You are viewing a plain text version of this content. The canonical link for it is here.
Posted to issues@drill.apache.org by "ASF GitHub Bot (Jira)" <ji...@apache.org> on 2020/02/25 19:58:00 UTC
[jira] [Commented] (DRILL-7601) Shift column conversion to reader from scan framework

    [ https://issues.apache.org/jira/browse/DRILL-7601?page=com.atlassian.jira.plugin.system.issuetabpanels:comment-tabpanel&focusedCommentId=17044783#comment-17044783 ] 

ASF GitHub Bot commented on DRILL-7601:
---------------------------------------

paul-rogers commented on pull request #1993: DRILL-7601: Shift column conversion to reader from scan framework
URL: https://github.com/apache/drill/pull/1993
 
 
   ## Description
   
   Moves scan operator type conversion code into readers and out of the scan framework.
   
   At the time we implemented provided schemas with the text reader, the best path forward appeared to be to perform column type conversions within the scan framework including deep in the column writer structure.

-*-

LIST OF TASKS -
(1) According to the pull request comment, why were column type conversions first placed within the scan framework?
(2) Report every line of the rows below that contains the word "ceiling".

[Data listing]

-*-

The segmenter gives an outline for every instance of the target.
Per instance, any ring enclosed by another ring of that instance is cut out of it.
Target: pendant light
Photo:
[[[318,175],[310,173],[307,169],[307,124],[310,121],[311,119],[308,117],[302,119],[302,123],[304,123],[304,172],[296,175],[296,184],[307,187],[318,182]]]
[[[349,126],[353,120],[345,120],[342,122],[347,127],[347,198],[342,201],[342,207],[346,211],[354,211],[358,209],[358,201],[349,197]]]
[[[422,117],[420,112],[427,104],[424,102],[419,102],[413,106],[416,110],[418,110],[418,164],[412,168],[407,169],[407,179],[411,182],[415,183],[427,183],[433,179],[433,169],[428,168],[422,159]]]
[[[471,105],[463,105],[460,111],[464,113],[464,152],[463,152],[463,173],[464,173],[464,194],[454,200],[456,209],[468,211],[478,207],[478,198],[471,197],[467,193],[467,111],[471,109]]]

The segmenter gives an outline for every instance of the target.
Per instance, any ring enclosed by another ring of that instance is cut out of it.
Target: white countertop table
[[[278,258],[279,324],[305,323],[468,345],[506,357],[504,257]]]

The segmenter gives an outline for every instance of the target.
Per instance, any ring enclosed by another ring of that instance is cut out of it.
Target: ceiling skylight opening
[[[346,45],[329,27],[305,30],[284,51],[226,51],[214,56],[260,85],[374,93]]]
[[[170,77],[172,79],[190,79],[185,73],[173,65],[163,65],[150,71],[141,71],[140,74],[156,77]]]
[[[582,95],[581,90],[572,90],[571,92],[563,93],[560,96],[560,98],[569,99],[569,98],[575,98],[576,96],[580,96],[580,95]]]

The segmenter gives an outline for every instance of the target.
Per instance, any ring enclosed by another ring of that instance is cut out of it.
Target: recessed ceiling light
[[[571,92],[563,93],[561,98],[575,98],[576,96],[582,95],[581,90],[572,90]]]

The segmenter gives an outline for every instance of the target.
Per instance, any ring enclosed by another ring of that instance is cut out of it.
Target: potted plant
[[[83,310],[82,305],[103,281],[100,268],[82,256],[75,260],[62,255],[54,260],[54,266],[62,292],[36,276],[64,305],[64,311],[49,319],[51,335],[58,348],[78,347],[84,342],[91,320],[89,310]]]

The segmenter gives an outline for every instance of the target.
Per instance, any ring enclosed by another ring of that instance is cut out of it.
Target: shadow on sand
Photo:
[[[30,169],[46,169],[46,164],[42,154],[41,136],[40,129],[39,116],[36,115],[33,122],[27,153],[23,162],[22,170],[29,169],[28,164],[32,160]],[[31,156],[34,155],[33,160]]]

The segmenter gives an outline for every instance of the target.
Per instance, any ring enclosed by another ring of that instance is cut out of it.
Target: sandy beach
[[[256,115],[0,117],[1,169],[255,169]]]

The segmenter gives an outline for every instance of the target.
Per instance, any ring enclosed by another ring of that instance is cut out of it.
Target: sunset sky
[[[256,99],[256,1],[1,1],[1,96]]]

-*-

TASK RESULTS -
(1) When provided schemas were implemented with the text reader, doing column type conversions within the scan framework, including deep in the column writer structure, seemed to be the best path forward.

(2)
Target: ceiling skylight opening
Target: recessed ceiling light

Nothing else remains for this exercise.